§ AIM:
Copy each of the following rows word for word, with nothing added or changed.

§ TASK DATA:
· · ·

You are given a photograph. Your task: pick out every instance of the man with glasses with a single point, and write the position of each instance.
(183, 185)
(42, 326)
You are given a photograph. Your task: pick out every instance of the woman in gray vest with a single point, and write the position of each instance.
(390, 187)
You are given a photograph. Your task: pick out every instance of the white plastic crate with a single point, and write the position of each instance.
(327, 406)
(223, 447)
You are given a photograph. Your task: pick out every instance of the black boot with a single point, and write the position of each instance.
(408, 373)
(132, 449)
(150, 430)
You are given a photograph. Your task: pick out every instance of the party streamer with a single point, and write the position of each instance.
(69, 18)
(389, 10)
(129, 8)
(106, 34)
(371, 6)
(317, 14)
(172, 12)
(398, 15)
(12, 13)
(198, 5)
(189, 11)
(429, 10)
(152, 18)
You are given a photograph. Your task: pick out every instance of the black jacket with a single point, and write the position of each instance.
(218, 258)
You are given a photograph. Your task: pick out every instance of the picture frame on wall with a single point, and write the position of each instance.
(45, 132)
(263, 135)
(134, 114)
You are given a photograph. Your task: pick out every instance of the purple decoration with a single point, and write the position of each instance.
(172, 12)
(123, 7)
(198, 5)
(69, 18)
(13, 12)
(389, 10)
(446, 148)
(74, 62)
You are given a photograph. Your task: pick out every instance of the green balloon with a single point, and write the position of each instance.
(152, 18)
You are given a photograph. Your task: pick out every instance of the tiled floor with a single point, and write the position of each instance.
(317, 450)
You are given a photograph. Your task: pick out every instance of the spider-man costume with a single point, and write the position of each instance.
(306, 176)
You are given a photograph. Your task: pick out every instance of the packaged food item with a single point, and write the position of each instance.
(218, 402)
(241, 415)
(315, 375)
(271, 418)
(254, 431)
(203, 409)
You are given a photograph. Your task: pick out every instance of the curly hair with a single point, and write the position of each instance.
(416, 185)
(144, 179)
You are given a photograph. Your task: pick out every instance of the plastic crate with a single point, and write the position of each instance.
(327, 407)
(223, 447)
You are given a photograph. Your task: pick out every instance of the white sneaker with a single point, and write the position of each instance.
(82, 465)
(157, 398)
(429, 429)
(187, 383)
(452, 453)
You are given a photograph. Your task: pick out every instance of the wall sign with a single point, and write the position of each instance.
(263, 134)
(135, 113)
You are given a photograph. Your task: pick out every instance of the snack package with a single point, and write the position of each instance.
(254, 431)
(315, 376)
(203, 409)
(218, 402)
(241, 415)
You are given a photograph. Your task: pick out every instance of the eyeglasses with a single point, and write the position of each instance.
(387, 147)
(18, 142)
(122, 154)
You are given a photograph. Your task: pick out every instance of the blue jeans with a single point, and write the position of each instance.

· · ·

§ RESPONSE FOR THIS EXERCISE:
You are given a photograph. Your task: pick out every instance of the man with glasses with a single point, and write the position of each instance.
(183, 185)
(42, 326)
You are given a photograph. Your task: pick out every instance of the woman in gray vest with a single point, and write the position of each instance.
(390, 187)
You are given a photograph. Your task: pick out every instance of the white plastic crate with a single point, and write the position of each instance.
(327, 406)
(223, 447)
You are given a photograph. Your task: pick out every instance of the black boot with a single point, and write the position of each instance.
(408, 373)
(132, 449)
(150, 430)
You are given a photograph. Your task: pick out every instance of the party streamer with a single point, and write the position of each instance.
(69, 18)
(389, 10)
(129, 8)
(106, 34)
(371, 6)
(317, 14)
(172, 12)
(398, 15)
(12, 13)
(198, 5)
(189, 11)
(429, 10)
(152, 18)
You are given a photograph. Your task: pick out every instance of the black jacket with a single point, and write the position of each instance.
(218, 258)
You are given a photograph. Your task: pick out every instance of the picture frame on wall with a single point, and write the position of each instance.
(45, 132)
(263, 135)
(134, 114)
You are given a photograph. Your task: pick out every instance of the purple decoration with a single point, and write the position of each instance.
(172, 12)
(123, 7)
(198, 5)
(69, 18)
(13, 12)
(389, 10)
(446, 148)
(74, 62)
You are given a photograph. Your task: pick out every instance of the green balloon with a single point, and write the position of each instance.
(152, 18)
You are given a photograph. Your task: pick out every instance of the tiled floor with a single point, and write the position of each instance.
(317, 450)
You are given a photograph. Your task: pick out every instance of the spider-man costume with a single point, and write the position of each instance.
(306, 176)
You are given a photograph. Your task: pick out every instance of the packaged food item with a single point, and write the position of each instance.
(218, 402)
(241, 415)
(315, 375)
(271, 418)
(254, 431)
(203, 409)
You are given a photograph. Your task: pick out every instance of the curly hair with a single point, and write the position of each instance.
(416, 185)
(144, 179)
You are given a photograph. Your task: pick out every instance of the plastic crate with a single point, and write the position of each instance.
(327, 407)
(223, 447)
You are given a photograph. Your task: pick out every instance of the white sneaker with a single point, and write the position of each instance.
(82, 465)
(157, 398)
(429, 429)
(187, 383)
(452, 453)
You are given a photograph. Your task: pick out every instance of the wall sign with a single point, and write the position of each instance.
(263, 134)
(135, 113)
You are given a photograph. Your task: pick out every instance of the snack package with a single point, and write the position of each instance.
(254, 431)
(315, 376)
(203, 409)
(218, 402)
(241, 415)
You are given a photograph. Your task: pick out every instance of the eyeglasses with a single point, and write the position of each instance.
(387, 147)
(18, 142)
(122, 154)
You are given a photograph. Your task: pick out every instance of the blue jeans with a single point, and write the position of each instance.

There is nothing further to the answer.